WORK REQUEST » From the records below, find each line with the string "query" and copy it.

Data items
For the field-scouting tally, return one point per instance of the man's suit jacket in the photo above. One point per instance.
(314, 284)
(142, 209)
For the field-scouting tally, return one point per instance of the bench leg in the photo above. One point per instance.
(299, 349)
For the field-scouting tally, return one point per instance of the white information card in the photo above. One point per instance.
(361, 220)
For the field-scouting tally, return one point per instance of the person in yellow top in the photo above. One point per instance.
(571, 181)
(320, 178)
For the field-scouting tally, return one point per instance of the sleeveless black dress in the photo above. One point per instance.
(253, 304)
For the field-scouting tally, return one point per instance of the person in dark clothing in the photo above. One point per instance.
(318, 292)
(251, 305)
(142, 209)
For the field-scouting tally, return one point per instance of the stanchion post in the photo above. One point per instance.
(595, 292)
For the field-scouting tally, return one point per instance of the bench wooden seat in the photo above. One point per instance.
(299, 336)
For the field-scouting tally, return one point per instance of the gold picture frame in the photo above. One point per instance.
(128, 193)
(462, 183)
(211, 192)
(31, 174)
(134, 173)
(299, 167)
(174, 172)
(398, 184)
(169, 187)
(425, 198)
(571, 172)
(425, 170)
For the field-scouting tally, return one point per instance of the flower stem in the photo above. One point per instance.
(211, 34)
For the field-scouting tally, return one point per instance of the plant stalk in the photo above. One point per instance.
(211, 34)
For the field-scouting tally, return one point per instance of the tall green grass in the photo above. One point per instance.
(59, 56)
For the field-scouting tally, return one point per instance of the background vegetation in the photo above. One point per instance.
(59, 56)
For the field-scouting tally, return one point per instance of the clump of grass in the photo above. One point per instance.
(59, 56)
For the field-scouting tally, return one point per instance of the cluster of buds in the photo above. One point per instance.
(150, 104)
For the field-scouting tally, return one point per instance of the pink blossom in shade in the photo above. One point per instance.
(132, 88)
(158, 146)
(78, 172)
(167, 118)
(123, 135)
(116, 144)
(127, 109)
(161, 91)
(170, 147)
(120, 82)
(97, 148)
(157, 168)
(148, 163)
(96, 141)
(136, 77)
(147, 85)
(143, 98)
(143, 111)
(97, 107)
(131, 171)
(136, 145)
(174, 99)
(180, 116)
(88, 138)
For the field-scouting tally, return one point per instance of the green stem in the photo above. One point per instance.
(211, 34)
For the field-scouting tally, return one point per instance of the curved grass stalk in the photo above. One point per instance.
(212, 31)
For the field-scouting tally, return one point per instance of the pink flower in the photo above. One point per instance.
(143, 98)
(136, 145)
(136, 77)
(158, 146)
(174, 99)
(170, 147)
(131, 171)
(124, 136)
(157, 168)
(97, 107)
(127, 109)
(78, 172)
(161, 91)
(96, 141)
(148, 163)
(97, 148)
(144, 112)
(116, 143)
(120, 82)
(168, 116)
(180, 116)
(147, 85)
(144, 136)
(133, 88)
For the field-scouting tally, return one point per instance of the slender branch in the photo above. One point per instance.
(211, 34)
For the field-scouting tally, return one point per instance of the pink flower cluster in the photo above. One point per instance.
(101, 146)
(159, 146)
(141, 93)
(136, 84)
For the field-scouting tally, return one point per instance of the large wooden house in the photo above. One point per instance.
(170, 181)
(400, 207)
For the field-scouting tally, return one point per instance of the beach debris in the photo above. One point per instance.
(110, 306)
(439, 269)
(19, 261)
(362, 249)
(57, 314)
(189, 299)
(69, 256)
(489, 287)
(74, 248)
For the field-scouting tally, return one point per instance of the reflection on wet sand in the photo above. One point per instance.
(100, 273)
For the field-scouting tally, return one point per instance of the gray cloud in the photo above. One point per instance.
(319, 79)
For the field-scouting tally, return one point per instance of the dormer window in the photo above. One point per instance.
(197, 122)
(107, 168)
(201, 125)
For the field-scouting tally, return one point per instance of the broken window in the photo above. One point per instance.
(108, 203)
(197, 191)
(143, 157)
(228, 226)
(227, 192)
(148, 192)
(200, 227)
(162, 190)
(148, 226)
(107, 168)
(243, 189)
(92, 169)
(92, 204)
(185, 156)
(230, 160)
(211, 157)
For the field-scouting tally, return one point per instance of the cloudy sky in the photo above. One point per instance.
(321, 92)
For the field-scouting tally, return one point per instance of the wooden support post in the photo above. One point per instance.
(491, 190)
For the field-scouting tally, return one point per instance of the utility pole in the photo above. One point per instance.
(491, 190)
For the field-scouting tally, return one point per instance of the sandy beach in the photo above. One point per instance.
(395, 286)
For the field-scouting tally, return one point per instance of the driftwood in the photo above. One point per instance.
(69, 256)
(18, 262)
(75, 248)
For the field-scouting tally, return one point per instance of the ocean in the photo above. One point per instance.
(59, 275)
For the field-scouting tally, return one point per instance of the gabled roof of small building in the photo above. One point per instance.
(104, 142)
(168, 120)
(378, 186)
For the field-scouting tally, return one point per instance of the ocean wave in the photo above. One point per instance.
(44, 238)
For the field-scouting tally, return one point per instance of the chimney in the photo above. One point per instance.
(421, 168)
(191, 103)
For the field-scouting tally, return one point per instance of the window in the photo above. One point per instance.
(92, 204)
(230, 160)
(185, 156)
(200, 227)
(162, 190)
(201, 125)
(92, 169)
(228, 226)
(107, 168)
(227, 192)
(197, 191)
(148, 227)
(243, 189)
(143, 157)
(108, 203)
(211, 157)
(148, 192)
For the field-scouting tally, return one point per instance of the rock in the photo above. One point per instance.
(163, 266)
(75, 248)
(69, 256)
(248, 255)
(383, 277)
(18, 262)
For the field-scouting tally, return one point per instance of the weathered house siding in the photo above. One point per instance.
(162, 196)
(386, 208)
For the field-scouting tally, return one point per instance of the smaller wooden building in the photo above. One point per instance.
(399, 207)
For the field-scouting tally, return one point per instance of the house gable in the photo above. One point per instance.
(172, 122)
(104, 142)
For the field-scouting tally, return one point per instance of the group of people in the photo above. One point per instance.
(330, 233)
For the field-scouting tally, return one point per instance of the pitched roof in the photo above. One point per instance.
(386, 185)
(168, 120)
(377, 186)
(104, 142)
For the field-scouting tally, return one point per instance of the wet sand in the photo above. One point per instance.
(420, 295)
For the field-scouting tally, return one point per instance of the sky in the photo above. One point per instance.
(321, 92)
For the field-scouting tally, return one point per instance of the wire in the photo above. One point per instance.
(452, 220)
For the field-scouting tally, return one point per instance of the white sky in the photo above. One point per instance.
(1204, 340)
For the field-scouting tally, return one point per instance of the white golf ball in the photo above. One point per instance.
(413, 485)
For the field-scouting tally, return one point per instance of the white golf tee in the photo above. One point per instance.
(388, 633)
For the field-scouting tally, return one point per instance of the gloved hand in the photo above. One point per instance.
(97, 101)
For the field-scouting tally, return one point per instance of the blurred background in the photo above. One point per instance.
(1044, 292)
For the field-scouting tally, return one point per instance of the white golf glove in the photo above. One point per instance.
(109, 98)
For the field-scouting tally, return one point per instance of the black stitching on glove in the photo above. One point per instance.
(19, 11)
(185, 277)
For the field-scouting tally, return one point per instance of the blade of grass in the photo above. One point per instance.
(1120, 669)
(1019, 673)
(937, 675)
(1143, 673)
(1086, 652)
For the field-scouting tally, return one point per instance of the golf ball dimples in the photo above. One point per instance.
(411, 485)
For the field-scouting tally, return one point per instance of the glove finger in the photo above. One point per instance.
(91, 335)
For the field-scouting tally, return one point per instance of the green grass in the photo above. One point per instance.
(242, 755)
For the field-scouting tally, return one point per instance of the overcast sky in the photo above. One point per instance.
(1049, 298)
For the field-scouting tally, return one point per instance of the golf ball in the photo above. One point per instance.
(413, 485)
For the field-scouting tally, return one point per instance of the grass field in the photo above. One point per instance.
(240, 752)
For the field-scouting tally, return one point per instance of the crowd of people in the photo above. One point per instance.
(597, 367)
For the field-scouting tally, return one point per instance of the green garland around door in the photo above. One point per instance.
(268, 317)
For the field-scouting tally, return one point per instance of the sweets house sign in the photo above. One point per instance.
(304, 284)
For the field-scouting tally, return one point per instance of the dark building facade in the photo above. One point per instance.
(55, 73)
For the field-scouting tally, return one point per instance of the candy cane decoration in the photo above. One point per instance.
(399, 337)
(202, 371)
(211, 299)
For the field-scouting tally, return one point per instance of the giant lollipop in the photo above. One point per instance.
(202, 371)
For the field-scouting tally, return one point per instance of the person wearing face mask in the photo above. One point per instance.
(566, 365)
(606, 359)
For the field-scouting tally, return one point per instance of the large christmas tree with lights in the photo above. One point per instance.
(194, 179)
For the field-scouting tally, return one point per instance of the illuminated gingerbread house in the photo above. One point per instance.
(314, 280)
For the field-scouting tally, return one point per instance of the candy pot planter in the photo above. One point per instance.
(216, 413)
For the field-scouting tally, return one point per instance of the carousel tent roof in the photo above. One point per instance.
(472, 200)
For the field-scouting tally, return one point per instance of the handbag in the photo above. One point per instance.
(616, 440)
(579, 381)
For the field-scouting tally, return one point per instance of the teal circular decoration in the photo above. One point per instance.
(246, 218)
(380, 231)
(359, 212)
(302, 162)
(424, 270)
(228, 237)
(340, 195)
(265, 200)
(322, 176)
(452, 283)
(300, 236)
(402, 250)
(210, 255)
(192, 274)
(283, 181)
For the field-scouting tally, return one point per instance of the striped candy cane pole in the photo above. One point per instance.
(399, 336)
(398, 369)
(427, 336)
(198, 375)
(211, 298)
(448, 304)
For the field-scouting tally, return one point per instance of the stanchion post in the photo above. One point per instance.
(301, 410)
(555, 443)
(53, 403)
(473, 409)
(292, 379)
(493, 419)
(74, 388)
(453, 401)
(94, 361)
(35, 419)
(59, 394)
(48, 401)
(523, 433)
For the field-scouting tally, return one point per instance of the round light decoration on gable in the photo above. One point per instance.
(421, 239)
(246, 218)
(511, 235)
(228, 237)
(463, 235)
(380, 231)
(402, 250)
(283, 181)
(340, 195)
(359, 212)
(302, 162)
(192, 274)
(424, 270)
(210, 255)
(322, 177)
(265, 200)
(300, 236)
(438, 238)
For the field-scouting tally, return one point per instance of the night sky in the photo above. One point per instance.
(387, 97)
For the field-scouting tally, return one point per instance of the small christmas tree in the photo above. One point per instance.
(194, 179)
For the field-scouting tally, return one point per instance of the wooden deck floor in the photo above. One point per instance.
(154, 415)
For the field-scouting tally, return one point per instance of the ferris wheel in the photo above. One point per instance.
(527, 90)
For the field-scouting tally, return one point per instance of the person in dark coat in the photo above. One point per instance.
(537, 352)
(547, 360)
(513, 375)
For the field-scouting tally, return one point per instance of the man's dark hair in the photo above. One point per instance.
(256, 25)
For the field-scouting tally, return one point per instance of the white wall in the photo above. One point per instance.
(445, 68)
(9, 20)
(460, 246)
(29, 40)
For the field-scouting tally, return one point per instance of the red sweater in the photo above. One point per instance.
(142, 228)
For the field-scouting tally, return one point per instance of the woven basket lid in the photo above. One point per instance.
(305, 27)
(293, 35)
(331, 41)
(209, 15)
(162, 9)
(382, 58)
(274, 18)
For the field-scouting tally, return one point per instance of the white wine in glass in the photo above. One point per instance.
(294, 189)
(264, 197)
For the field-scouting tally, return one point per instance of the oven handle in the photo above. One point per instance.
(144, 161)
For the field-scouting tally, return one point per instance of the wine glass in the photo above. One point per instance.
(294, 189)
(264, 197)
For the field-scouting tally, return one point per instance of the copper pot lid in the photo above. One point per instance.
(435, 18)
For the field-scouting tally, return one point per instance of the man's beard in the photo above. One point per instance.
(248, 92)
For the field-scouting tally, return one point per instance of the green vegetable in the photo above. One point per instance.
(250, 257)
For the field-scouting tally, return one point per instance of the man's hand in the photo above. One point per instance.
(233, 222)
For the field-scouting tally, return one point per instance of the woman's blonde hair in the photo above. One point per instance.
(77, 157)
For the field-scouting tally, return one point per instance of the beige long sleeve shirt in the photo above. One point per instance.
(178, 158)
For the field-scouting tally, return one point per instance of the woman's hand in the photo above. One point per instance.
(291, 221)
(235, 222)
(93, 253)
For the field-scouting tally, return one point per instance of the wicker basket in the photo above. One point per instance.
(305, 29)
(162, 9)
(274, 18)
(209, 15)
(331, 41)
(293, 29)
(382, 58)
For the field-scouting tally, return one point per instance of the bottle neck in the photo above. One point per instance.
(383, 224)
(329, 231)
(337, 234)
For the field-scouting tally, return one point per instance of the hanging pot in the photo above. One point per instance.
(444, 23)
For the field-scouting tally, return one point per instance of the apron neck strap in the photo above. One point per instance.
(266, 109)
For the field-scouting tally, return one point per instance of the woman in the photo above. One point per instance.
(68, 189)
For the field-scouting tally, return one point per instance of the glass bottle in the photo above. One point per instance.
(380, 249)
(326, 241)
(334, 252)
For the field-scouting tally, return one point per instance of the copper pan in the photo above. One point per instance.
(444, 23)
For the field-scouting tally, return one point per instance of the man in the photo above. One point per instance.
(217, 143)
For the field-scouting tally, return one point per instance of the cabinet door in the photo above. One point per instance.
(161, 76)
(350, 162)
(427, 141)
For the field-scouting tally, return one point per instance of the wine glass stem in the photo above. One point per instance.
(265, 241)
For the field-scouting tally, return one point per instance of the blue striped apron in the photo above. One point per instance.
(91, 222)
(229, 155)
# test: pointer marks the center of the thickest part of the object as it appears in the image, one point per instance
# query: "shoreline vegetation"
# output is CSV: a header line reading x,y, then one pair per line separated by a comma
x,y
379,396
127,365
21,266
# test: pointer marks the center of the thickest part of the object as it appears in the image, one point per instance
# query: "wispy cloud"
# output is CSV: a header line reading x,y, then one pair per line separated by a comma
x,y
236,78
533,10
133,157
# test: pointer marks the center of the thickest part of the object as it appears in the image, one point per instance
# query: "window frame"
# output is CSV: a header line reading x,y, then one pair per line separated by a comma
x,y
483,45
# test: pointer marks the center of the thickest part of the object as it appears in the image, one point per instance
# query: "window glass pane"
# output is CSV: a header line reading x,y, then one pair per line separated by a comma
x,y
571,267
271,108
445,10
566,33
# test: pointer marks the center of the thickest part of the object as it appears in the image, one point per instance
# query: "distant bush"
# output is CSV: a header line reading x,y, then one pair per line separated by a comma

TASK RESPONSE »
# query: "shoreline vegetation"
# query: "wispy cloud"
# query: "window frame"
# query: "window glass pane"
# query: "distant bush"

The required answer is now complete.